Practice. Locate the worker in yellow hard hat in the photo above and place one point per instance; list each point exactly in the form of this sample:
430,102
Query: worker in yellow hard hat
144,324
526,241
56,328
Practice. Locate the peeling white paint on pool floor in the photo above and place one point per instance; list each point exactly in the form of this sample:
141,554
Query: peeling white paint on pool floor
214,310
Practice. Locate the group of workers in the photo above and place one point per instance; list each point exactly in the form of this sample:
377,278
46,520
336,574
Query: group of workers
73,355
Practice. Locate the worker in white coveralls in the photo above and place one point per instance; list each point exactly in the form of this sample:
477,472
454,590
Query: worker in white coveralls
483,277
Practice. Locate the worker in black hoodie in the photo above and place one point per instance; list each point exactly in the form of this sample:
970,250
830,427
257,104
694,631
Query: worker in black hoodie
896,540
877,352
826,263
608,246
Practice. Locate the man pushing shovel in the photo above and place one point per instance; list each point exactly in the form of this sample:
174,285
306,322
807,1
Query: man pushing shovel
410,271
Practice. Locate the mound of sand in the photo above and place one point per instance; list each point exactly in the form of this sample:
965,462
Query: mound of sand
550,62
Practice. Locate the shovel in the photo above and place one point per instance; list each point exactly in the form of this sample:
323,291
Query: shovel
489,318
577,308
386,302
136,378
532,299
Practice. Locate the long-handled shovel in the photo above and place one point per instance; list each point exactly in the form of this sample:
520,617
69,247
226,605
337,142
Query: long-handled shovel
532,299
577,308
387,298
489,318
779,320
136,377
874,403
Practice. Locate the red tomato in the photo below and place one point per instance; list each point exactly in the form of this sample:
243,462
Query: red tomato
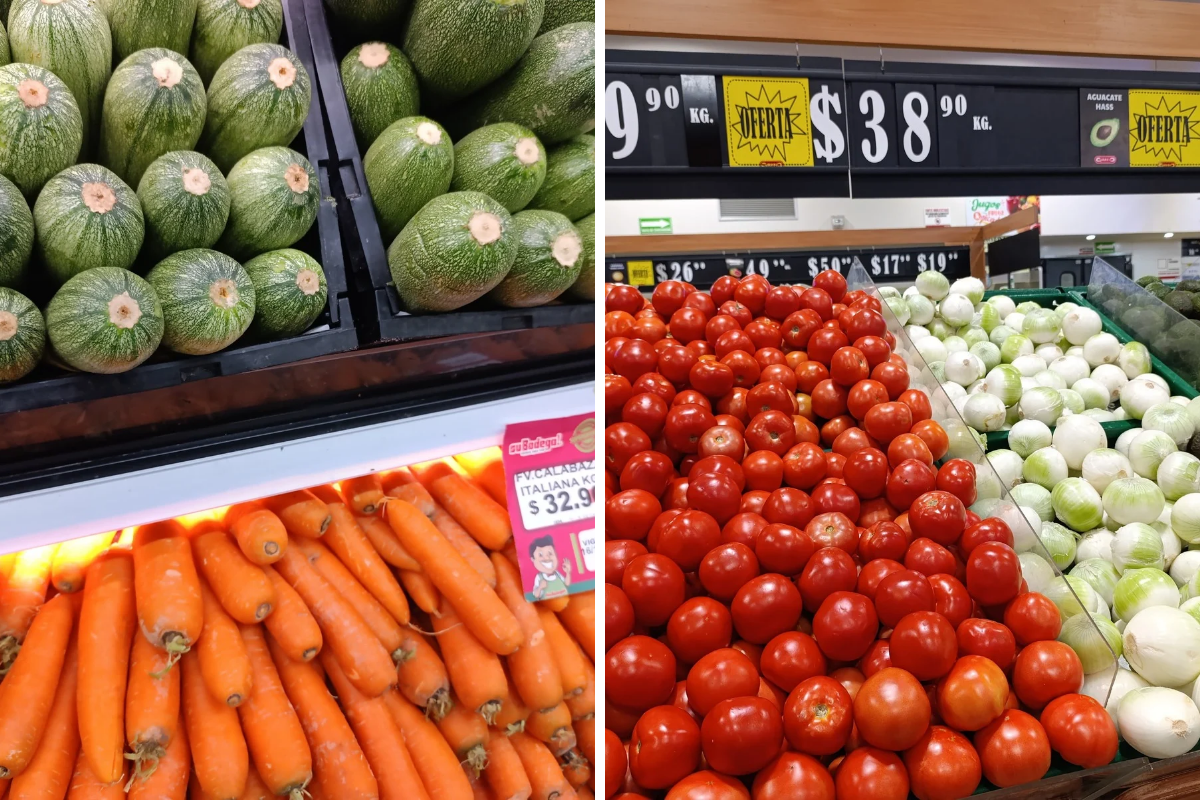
☆ ☆ ☆
• Set problem
Which rows above contain the word "coveralls"? Pull out each of those rows in full, and treat uppercase and lowercase letters as different.

• Correct output
Practice. Locate the worker in white coveralls in the photo above and place one point per instance; list each point exactly in the form of this sample:
Query: worker in white coveralls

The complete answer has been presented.